**Instructions for the task**
Print every one of the entries below word for word, changing nothing.

>> Start Records to process

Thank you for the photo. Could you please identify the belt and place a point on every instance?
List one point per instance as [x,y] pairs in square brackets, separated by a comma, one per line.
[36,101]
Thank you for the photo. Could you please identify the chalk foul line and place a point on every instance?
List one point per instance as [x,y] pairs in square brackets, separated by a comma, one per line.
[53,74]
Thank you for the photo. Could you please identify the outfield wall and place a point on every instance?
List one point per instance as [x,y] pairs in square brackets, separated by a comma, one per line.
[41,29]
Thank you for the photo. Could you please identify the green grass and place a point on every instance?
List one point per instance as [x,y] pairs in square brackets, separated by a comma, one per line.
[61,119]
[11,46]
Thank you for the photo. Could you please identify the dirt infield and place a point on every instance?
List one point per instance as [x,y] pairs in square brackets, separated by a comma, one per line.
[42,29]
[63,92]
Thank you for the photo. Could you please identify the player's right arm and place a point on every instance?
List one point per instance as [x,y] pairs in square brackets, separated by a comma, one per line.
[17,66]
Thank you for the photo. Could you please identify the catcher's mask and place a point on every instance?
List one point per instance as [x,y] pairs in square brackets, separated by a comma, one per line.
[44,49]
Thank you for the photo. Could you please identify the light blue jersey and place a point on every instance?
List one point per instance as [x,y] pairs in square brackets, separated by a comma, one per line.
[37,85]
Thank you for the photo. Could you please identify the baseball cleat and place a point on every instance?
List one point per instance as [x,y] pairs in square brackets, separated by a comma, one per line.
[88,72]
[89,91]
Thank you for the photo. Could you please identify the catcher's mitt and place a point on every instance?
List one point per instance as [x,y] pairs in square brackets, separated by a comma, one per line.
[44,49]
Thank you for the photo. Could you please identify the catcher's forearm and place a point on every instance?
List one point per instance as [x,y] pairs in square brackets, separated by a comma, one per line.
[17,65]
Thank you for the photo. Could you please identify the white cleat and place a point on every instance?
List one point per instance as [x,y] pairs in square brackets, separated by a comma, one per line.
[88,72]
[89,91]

>> End Records to process

**The reply**
Thank you for the photo. Could you please identify the belt and place a point on every instance?
List one point per instance as [x,y] pairs in square brackets, separated by a comma, one per line.
[36,101]
Thank you for the photo. Could you please identify the chalk foul line and place a point on every instance?
List one point per instance as [x,y] pairs in square brackets, separated by a comma, one per line.
[53,74]
Thank you for the photo. Could you please identify the outfield wall and place a point on every instance?
List one point per instance as [x,y] pairs in square brackets, separated by a comma, one per line.
[41,29]
Thank you for the photo. Could you please identify the green grass and place a point on every instance?
List one point per instance as [x,y] pairs in square brackets, separated by a comma, one per line.
[61,119]
[11,46]
Thank you for the photo. Could you please identify the dirt infield and place a point on every instance?
List one point per instance as [x,y] pairs in square brackets, separated by a comma, one per line.
[42,29]
[63,92]
Thank you for the photo. Could you please identify the player's right arm and place a point on every instance?
List one point per instance as [x,y] pairs in square brackets, separated by a comma, one per line.
[17,66]
Thank you for the photo. Could you please identify the catcher's mask and place a point on every instance?
List one point per instance as [x,y] pairs in square brackets, separated by a comma, one per line.
[44,49]
Thank you for the photo. Could you please identify the light blue jersey and place a point on every instance?
List one point per instance as [x,y] pairs in square brackets, separated by a comma, one per line.
[37,85]
Thank you for the photo. Could you please identify the baseball cleat and place a point on every instance?
List one point per instance as [x,y] pairs in square brackets, separated by a comma, one per line.
[88,72]
[89,91]
Thank you for the photo. Could you please identify the catcher's mitt and place a point on every instance?
List one point per instance as [x,y] pairs in square brackets, separated by a comma, one per line.
[44,49]
Thank you for the photo. Could you please identify the catcher's forearm and place a point on every instance?
List one point per instance as [x,y] pairs in square brackets, separated by a comma, one per line.
[17,65]
Thank you for the photo. Could you please identify the white cleat and place a point on every instance?
List one point per instance as [x,y] pairs in square brackets, separated by a comma, one per line.
[88,72]
[89,91]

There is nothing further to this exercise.